As part of his PhD, Nolan published 18 papers in four years and went on to get a much sought-after Fulbright scholarship to do research in Augusta State University in Georgia. At WIT, he is now deputy director of one of the leading research centres in the field of macular research in the world.

Those who do a research postgraduate take a long-term view of their careers, and are motivated by curiosity and the desire to be creative, says Venie Martin, head of development at WIT.

She believes employers have a different perception of staff members who decide to do postgraduate studies, either on a full or part-time basis. “They are seen as ambitious and motivated people investing in their career. They tend to be independent and creative and bring new ideas to the company. Employers are valuing postgraduate studies more and more.”

Regarding taught postgraduate courses, Martin has observed a rise in computing, science and electronics conversion courses in recent years, reflecting employees’ desire to acquire new skills. She also identifies a growing sub-category — secondary school teachers — who are registering to do higher degrees in pedagogy, for example. Traditionally, the biggest area in taught masters’ degrees has been business.

True, a postgraduate course will cost you in the short term — at WIT, for example, the one-year taught masters costs €5,000, while the research masters costs the same over two years. But if you play your cards right, it can lead to a bigger salary fairly fast, according to Martin. “IT graduates usually get a starting salary of around €25,000. I know of two young men who did a research-based master’s degree in the area of automotive control and walked into jobs in car manufacturing in the UK, commanding salaries of £30,000 sterling,” says Martin.

Travel is a very important component of doing a postgraduate course, opening up exciting opportunities, she adds. Nolan, for example, has been to 15 countries in the past six months.

“I’ve just come back from Paris and am going to Khazakstan. Because the area we work in affects people in real time, there are a lot of significant results
that opthalmologists and companies around the world want to know about.”

———

● Set task 1
Reproduce the listing from the line with "Where can the bare" through the last line of the listing, keeping both of those lines.
The article on postgraduate study and the listing are unrelated and should be treated as separate material.

———

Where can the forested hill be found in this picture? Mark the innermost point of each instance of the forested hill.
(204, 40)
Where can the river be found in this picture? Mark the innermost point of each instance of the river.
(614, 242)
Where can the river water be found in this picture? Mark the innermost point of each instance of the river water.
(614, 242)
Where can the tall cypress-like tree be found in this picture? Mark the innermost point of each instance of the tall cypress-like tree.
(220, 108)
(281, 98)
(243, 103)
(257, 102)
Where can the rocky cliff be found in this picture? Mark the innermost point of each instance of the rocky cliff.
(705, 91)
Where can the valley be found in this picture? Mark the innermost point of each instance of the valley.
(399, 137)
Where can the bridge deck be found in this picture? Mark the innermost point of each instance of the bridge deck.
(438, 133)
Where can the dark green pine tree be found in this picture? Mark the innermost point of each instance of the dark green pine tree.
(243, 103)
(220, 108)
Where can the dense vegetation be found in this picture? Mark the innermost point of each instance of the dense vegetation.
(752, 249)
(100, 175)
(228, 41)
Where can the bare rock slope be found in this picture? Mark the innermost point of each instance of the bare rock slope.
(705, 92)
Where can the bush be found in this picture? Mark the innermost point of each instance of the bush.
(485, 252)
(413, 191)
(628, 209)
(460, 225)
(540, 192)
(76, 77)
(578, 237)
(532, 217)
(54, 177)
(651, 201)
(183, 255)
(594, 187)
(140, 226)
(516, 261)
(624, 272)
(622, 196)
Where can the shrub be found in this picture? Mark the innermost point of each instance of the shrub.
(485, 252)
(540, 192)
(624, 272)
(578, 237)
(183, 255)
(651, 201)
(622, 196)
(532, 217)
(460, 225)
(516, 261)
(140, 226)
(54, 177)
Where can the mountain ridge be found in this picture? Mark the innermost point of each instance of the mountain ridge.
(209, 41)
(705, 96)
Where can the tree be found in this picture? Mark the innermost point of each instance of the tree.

———

● Set task 2
Write out the article on postgraduate study word for word, from "Travel is a" up to and including "past six months.".

● Correct answer 1
Where can the bare rock slope be found in this picture? Mark the innermost point of each instance of the bare rock slope.
(705, 92)
Where can the bush be found in this picture? Mark the innermost point of each instance of the bush.
(485, 252)
(413, 191)
(628, 209)
(460, 225)
(540, 192)
(76, 77)
(578, 237)
(532, 217)
(54, 177)
(651, 201)
(183, 255)
(594, 187)
(140, 226)
(516, 261)
(624, 272)
(622, 196)
Where can the shrub be found in this picture? Mark the innermost point of each instance of the shrub.
(485, 252)
(540, 192)
(624, 272)
(578, 237)
(183, 255)
(651, 201)
(622, 196)
(532, 217)
(460, 225)
(516, 261)
(140, 226)
(54, 177)
Where can the mountain ridge be found in this picture? Mark the innermost point of each instance of the mountain ridge.
(209, 41)
(705, 96)
Where can the tree be found in this picture? Mark the innermost point of each instance of the tree.

● Correct answer 2
Travel is a very important component of doing a postgraduate course, opening up exciting opportunities, she adds. Nolan, for example, has been to 15 countries in the past six months.